─── TEXTE PRÉSENTÉ ───

Mais il était, par ailleurs, trop prudent pour continuer à marcher vers le Nord, en laissant à Blücher, sur son flanc, la disposition de la partie orientale du plateau. Il était renseigné sur les mouvements de l’ennemi : Blücher avait quitté Chavignon, le 6 au matin, pour se porter sur Craonne ; à la même heure, Napoléon faisait occuper le bourg par deux bataillons de la jeune garde ; après un court combat, ces conscrits étaient restés maîtres de la situation. Napoléon avait fait par ailleurs avancer sur l’abbaye de Vauclerc, dans la vallée de l’Ailette, la division Meunier, du corps de Ney, qui en avait délogé les Russes et pénétré assez avant dans ce couloir pour que Ney pût, sans crainte d’être surpris, établir son quartier général au château de la Bove, sur le plateau septentrional.


« L’offensive prise par Napoléon déconcertait Blücher, écrit Henry Houssaye, mais le mouvement de Blücher sur Craonne déconcertait Napoléon. » Le maréchal devait renoncer à surprendre Napoléon en marche et lui livrer bataille en plaine, mais Napoléon devait renoncer à marcher délibérément sur Laon par la plaine avant d’avoir nettoyé d’ennemis les plateaux orientaux du massif. Il était ainsi entraîné vers le Chemin des Dames et la route de Soissons à Laon où celui-ci l’amènerait ; il lui faudrait refouler l’ennemi sur Laon, au lieu d’aller l’y attendre. Il espérait, à la vérité, ne rencontrer, barrant le chemin, qu’une très forte arrière-garde dont il aurait raison en quelques heures ; portant sur le plateau son armée, il entendait que Marmont et Mortier, qui allaient passer l’Aisne, marchassent sur Laon par la route de Reims. Peut-être arriveraient-ils assez tôt pour n’avoir à écraser sous la ville que les débris de l’armée alliée battue par l’Empereur sur le plateau.

─── DONNÉES FOURNIES ───

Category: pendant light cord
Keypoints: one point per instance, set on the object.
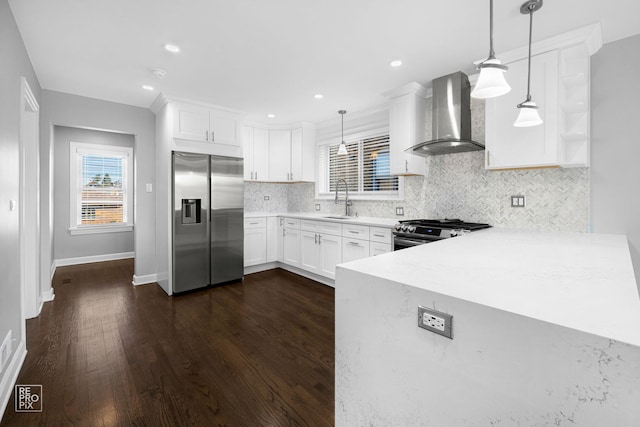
(492, 54)
(531, 7)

───

CONSIGNE ÉCRITE | Indiquez, d'après le texte présenté, à quel endroit Ney put établir son quartier général.

RÉSULTAT DE LA TÂCHE | Ney put établir son quartier général au château de la Bove, sur le plateau septentrional.